## Task brief
From the first line to the last, return the data exactly as it stands.

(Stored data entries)
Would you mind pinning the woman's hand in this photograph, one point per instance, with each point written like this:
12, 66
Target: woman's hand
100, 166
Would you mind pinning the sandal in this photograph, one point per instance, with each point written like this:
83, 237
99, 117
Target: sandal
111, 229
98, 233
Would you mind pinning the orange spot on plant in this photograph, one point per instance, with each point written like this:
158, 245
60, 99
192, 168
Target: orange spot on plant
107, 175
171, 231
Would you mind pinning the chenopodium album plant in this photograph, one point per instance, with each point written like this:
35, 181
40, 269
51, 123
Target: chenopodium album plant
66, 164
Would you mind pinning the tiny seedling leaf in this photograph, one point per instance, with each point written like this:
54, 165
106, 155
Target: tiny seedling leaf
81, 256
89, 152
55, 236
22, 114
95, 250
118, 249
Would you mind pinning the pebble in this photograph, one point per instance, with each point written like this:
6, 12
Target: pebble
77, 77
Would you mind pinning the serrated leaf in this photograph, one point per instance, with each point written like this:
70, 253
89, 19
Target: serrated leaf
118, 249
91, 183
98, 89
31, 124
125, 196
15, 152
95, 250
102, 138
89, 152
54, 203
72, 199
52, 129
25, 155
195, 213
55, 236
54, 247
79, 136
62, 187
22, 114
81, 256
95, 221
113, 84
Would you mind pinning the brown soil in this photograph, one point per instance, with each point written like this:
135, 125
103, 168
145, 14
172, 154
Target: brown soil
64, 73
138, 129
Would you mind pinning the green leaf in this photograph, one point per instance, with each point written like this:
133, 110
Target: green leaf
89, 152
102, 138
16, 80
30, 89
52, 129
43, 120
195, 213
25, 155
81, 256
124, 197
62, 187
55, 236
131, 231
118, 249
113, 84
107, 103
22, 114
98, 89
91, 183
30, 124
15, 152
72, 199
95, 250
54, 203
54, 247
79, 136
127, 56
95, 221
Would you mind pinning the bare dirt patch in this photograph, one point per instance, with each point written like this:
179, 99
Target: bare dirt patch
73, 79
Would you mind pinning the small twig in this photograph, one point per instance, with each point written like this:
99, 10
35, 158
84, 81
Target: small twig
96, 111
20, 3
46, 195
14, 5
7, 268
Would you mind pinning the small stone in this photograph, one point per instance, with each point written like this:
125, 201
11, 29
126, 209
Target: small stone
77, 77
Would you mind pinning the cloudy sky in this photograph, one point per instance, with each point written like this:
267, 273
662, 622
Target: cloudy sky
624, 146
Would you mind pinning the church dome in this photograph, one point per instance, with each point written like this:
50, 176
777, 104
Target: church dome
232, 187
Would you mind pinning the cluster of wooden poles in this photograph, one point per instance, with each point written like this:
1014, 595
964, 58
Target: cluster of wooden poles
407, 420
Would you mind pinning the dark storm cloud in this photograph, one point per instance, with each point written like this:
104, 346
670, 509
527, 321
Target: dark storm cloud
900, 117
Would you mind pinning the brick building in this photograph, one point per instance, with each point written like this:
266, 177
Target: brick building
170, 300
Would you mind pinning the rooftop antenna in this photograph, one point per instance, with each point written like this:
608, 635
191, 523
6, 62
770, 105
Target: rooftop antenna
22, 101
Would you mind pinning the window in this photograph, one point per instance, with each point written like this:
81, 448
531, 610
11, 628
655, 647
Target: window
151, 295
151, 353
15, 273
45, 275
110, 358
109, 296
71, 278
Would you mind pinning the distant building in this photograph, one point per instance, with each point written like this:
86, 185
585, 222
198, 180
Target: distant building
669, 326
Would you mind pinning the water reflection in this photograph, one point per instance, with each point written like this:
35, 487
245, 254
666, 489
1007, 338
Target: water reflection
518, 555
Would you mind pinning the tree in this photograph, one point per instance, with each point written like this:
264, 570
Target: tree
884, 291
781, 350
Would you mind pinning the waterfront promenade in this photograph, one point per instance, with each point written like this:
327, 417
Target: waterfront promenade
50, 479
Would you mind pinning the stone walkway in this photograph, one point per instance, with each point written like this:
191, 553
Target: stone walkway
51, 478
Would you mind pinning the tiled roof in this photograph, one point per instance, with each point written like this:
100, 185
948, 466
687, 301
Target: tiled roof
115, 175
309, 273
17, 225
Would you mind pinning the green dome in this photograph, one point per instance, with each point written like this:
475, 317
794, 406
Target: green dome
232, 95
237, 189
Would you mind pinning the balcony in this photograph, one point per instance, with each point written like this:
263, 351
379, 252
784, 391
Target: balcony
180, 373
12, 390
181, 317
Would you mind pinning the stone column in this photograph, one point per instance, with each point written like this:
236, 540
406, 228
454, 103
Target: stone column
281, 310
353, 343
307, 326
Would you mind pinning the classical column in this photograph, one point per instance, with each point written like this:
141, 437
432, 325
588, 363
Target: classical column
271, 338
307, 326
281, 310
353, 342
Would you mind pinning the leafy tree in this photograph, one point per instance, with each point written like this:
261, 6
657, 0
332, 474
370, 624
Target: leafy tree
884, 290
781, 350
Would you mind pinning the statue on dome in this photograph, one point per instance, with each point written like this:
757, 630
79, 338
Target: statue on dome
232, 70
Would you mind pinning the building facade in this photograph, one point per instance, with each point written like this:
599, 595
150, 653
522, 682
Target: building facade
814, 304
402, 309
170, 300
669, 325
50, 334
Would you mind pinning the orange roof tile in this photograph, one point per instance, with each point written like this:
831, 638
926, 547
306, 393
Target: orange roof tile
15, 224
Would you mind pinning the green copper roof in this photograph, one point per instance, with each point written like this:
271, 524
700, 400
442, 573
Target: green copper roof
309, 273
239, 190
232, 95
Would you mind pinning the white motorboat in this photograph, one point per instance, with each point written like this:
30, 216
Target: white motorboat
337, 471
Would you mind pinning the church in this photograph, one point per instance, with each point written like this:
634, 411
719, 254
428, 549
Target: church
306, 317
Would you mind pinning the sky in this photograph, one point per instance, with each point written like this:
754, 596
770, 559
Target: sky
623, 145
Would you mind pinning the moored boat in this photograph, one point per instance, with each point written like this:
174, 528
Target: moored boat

## Task output
Would you mind pinning the woman's hand in this photograph, one point per instance, with each point written like this:
12, 66
Target: woman's hand
100, 166
Would you mind pinning the sandal in this photograph, one point per instance, with each point written like this:
83, 237
99, 117
Target: sandal
111, 229
98, 233
Would you mind pinning the orange spot on plant in this photograph, one point per instance, with each point written like this:
158, 245
60, 99
192, 168
Target: orange spot on plant
107, 175
171, 231
Would you mind pinning the chenopodium album plant in this photograph, one point per instance, with each point written like this:
35, 181
40, 269
51, 123
Target: chenopodium album plant
66, 164
Would you mind pinning the tiny seedling leaf in this photograph, one point per instance, with each point written like this:
54, 165
106, 155
Target: tiny seedling leaf
81, 256
89, 152
55, 236
22, 114
95, 250
118, 249
Would you mind pinning the pebble in this photograph, one point per instance, with each point written like this:
6, 12
Target: pebble
77, 77
Would you mind pinning the serrated leaf in this photograph, one point per instance, with each point written like this:
70, 253
89, 19
Target: serrated leaf
118, 249
91, 183
98, 89
31, 124
125, 196
15, 152
95, 250
102, 138
89, 152
54, 203
72, 199
52, 129
25, 155
195, 213
55, 236
54, 247
79, 136
62, 187
22, 114
81, 256
95, 221
113, 84
Would you mind pinning the brown soil in this photograph, one point per instance, with each point written like this:
135, 125
103, 168
145, 14
172, 154
Target: brown soil
64, 73
138, 129
Would you mind pinning the green leaf in this photograph, one point per instance, with each point written like this:
133, 110
Target: green leaf
89, 152
102, 138
16, 80
30, 89
52, 129
43, 120
195, 213
25, 155
81, 256
124, 197
62, 187
55, 236
131, 231
118, 249
113, 84
107, 103
22, 114
98, 89
91, 183
30, 124
15, 152
72, 199
95, 250
54, 203
54, 247
79, 136
127, 56
95, 221
Would you mind pinning the bare dirt patch in this photograph, one point per instance, with each point written like this:
179, 99
Target: bare dirt patch
73, 79
Would you mind pinning the small twig in this photograph, one point per instance, with each point written like this:
99, 10
35, 158
84, 81
Target: small twig
96, 111
20, 3
46, 195
14, 5
7, 268
Would you mind pinning the small stone in this photograph, one point per instance, with each point written like this:
125, 201
11, 29
126, 209
Target: small stone
77, 77
Would you mind pinning the cloudy sky in this photograph, one point per instance, with each point written like this:
267, 273
662, 622
Target: cloudy sky
624, 146
Would you mind pinning the church dome in this photograph, one point per instance, with each point written like this:
50, 176
777, 104
Target: church dome
232, 187
Would you mind pinning the cluster of wooden poles in this photograph, one point per instance, with each point written like this:
1014, 595
964, 58
Target: cluster of wooden poles
407, 420
Would you mind pinning the dark storm cloud in this photograph, one point per instance, with each point written like this:
104, 346
670, 509
527, 321
Target: dark storm cloud
900, 117
Would you mind pinning the brick building in this photograph, one point per instance, with each point written like this:
266, 177
Target: brick building
170, 300
Would you mind pinning the rooftop antenna in this photograph, one point per instance, with each point written like this:
608, 635
191, 523
6, 62
770, 105
Target: rooftop antenna
22, 101
Would you mind pinning the window in this photograph, one point per instance, with each point written like this:
81, 448
531, 610
11, 628
655, 647
Target: window
151, 295
151, 353
15, 273
45, 275
110, 358
109, 296
71, 278
Would you mind pinning the distant building in this photograph, one point per instance, with each point written like this:
86, 185
585, 222
198, 180
Target: distant building
669, 326
Would you mind pinning the water reflection in this photograph, one point per instance, with each point written like this:
35, 487
245, 254
666, 489
1007, 338
Target: water reflection
518, 555
Would you mind pinning the tree in this photograph, one point per instance, with each point written like this:
264, 570
Target: tree
884, 291
781, 350
Would you mind pinning the waterfront promenade in this photograph, one point per instance, with each point written like this:
327, 417
Target: waterfront promenade
50, 479
Would you mind pinning the stone walkway in this photograph, one point per instance, with each point written like this:
191, 553
Target: stone walkway
51, 478
Would you mind pinning the tiled roof in this photograph, one point per instance, with each point written like this:
100, 185
948, 466
687, 301
Target: tiled roof
115, 175
309, 273
17, 225
Would you mind pinning the green dome in this photograph, one point per instance, with each point written like this:
475, 317
794, 406
Target: green dome
232, 95
237, 189
Would you mind pinning the balcony in this photograph, one point per instance, with each point written like this:
263, 351
379, 252
784, 391
Target: balcony
180, 373
12, 390
181, 317
Would you mind pinning the stone column in this photograph, one point per instance, with each point written like this:
236, 540
406, 228
454, 103
Target: stone column
281, 310
353, 343
307, 326
Would you mind pinning the classical column in this photograph, one point per instance, with each point written like this:
141, 437
432, 325
588, 363
Target: classical column
271, 338
307, 326
281, 310
353, 342
Would you mind pinning the leafy tree in this photograph, one point per instance, with each point written like this:
261, 6
657, 0
332, 474
370, 624
Target: leafy tree
884, 290
781, 350
Would you mind pinning the statue on dome in this photograph, one point per instance, with each point written like this:
757, 630
79, 338
Target: statue on dome
232, 70
Would you mind pinning the building facade in this photograph, one point per instance, with each point written like this:
599, 595
150, 653
522, 682
Target: building facade
814, 304
402, 309
170, 300
669, 325
50, 334
Would you mind pinning the orange roof tile in this photograph, one point per instance, with each point written like this:
831, 638
926, 547
306, 393
Target: orange roof tile
15, 224
Would you mind pinning the green copper roof in this photograph, one point per instance, with each point written like this:
271, 524
700, 400
442, 573
Target: green copper roof
309, 273
239, 190
232, 95
Would you mind pinning the white motorboat in this photograph, one point per instance, with each point written like this:
30, 216
Target: white motorboat
337, 471
Would you mind pinning the church in this photograph, one point per instance, with each point written like this:
634, 411
719, 254
428, 549
Target: church
306, 317
Would you mind pinning the sky in this photograph, one point per instance, with each point written like this:
754, 596
770, 559
Target: sky
623, 145
Would you mind pinning the moored boat in this photograph, one point per instance, with each point written like this:
174, 528
Target: moored boat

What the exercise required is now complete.